[Location identification items]
::::::::
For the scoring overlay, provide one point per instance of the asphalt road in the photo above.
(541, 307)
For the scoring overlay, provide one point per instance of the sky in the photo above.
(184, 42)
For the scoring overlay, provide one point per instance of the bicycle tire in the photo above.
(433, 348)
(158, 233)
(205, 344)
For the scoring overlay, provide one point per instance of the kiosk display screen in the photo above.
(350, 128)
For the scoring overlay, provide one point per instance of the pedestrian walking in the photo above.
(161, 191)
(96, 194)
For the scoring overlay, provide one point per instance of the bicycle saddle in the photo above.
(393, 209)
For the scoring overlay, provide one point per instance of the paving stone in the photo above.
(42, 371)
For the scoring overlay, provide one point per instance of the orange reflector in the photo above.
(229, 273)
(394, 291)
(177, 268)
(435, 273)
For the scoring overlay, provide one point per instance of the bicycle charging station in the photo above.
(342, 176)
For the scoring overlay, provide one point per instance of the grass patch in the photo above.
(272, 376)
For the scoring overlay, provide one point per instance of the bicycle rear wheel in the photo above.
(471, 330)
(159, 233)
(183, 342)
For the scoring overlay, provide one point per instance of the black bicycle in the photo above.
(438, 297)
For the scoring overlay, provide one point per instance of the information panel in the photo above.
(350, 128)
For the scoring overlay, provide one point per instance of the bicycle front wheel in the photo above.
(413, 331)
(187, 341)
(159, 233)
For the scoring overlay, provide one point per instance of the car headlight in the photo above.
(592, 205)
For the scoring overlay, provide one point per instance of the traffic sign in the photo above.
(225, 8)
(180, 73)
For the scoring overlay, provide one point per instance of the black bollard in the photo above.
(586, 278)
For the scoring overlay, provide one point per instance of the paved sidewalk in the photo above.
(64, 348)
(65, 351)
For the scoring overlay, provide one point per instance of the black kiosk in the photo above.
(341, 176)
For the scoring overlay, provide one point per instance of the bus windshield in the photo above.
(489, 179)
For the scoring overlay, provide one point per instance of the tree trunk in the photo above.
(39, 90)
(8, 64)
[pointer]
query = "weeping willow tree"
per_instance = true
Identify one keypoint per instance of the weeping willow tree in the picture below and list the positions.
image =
::::::::
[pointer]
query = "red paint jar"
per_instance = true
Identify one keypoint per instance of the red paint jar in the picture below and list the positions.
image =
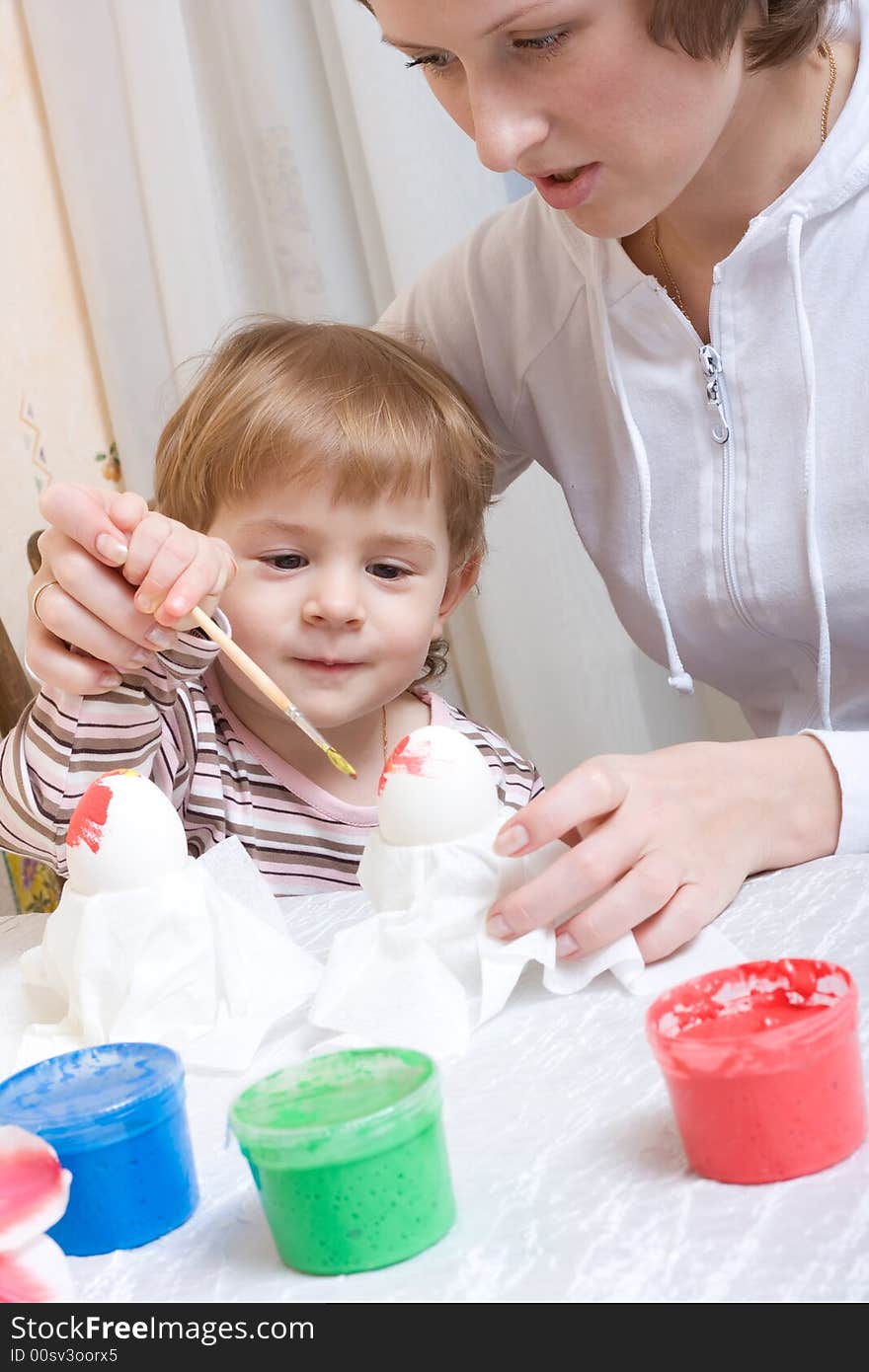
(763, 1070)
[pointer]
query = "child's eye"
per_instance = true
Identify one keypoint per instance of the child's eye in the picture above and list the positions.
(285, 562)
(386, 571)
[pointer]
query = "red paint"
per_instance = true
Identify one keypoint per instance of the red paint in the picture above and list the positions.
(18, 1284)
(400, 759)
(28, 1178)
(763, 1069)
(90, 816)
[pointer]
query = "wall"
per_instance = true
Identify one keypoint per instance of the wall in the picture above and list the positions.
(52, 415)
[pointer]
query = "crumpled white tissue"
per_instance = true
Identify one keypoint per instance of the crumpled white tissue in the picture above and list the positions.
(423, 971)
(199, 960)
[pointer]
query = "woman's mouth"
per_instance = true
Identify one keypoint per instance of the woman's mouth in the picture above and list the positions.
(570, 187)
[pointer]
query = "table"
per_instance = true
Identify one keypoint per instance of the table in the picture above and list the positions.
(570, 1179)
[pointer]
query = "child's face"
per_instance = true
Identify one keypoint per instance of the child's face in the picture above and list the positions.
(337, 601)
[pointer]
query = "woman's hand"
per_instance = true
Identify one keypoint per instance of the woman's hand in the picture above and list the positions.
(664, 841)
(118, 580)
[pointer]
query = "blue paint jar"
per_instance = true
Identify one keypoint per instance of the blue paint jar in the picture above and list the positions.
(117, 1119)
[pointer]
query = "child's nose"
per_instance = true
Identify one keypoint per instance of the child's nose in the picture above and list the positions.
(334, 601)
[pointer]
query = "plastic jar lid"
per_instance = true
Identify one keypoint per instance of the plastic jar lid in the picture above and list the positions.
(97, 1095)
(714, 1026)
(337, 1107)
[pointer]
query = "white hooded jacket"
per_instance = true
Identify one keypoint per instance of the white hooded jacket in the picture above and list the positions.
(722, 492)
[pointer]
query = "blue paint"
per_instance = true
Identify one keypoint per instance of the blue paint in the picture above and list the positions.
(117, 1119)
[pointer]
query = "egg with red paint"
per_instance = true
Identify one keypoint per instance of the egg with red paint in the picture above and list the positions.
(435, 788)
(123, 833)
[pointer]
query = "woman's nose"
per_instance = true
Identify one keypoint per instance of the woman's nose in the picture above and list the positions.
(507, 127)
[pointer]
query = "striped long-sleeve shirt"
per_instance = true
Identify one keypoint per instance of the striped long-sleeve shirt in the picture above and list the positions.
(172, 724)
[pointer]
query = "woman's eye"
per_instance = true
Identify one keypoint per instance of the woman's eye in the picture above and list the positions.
::::::::
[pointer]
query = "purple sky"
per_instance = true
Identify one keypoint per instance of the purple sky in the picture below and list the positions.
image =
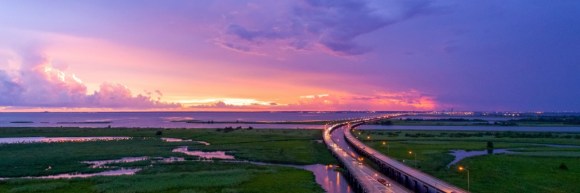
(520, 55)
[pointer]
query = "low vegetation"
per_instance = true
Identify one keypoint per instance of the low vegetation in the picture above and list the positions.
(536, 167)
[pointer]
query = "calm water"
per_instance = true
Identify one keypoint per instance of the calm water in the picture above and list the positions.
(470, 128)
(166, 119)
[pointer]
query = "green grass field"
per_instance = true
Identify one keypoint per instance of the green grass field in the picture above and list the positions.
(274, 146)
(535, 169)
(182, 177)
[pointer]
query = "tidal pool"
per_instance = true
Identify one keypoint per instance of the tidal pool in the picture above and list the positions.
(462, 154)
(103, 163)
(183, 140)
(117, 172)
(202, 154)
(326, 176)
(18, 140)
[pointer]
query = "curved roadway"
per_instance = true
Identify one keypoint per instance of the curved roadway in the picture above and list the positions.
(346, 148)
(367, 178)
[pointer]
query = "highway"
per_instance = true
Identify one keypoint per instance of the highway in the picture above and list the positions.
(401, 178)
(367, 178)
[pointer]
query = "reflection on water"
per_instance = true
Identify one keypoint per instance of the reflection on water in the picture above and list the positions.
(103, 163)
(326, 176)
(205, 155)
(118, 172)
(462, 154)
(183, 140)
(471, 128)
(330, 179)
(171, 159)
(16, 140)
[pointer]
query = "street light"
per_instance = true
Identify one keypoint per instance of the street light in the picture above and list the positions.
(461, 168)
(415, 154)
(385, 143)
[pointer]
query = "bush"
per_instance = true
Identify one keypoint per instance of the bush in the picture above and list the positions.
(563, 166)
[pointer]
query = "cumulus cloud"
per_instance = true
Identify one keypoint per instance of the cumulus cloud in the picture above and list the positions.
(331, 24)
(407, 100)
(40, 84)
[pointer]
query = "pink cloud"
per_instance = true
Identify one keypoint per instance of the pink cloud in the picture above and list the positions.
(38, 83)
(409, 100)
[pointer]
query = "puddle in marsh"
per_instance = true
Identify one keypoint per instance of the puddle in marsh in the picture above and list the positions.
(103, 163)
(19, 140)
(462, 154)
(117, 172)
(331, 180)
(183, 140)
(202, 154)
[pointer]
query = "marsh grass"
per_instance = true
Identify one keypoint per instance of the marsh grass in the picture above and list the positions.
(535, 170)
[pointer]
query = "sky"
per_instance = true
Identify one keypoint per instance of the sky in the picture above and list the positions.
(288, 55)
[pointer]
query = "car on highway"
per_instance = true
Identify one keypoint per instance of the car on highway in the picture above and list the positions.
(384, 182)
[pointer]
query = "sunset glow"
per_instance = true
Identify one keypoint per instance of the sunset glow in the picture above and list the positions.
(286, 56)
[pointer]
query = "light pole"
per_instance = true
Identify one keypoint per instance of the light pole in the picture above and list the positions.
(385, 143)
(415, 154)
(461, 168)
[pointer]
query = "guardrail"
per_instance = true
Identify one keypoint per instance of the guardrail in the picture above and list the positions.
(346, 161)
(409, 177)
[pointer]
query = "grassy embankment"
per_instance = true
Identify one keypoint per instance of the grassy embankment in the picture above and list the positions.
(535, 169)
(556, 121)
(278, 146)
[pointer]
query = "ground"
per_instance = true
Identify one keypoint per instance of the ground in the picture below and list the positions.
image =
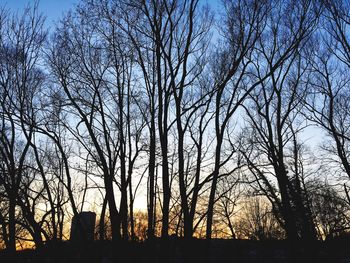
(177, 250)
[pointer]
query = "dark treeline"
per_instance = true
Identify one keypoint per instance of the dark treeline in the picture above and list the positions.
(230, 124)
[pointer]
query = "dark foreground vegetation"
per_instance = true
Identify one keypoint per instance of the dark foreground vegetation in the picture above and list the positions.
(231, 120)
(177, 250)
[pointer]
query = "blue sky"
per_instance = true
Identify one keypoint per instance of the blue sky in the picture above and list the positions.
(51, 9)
::::::::
▸ **Your task**
Count the lines in the material above that contain the string "tissue", and give only the number.

▸ **Response to this exercise**
2